### What the exercise asks
Where the records hold the string "instance", show the whole line it sits on.

### Data section
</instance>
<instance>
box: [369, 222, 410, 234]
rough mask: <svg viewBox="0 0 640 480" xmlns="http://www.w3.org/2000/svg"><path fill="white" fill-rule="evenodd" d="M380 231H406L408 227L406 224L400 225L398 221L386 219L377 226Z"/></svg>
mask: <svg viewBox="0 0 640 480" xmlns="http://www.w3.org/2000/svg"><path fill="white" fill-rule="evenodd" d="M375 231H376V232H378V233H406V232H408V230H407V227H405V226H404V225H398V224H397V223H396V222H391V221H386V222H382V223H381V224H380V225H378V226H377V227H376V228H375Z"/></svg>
==
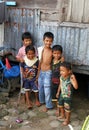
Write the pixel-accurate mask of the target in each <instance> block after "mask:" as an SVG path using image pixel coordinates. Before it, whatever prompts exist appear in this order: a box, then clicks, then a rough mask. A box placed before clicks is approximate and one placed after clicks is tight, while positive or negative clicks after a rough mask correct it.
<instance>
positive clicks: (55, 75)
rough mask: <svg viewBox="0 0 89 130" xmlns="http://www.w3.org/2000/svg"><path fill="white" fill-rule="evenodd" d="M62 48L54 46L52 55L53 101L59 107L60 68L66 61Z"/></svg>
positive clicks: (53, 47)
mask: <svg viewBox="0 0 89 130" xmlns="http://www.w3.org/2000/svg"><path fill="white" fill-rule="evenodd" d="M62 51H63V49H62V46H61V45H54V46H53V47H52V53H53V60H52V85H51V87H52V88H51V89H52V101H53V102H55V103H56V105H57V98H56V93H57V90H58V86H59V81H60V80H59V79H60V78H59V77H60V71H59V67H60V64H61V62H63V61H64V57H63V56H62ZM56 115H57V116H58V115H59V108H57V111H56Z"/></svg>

### Answer space
</instance>
<instance>
Write the pixel-accurate mask of the target in each <instance> block after "mask:" as an SVG path using image pixel coordinates. Before it, whatever prompts exist appear in this order: a box, then clicks, then a rough mask. A box placed before clicks is approximate and one placed after clicks is tight, while positive or negative clicks after a rough mask correct it.
<instance>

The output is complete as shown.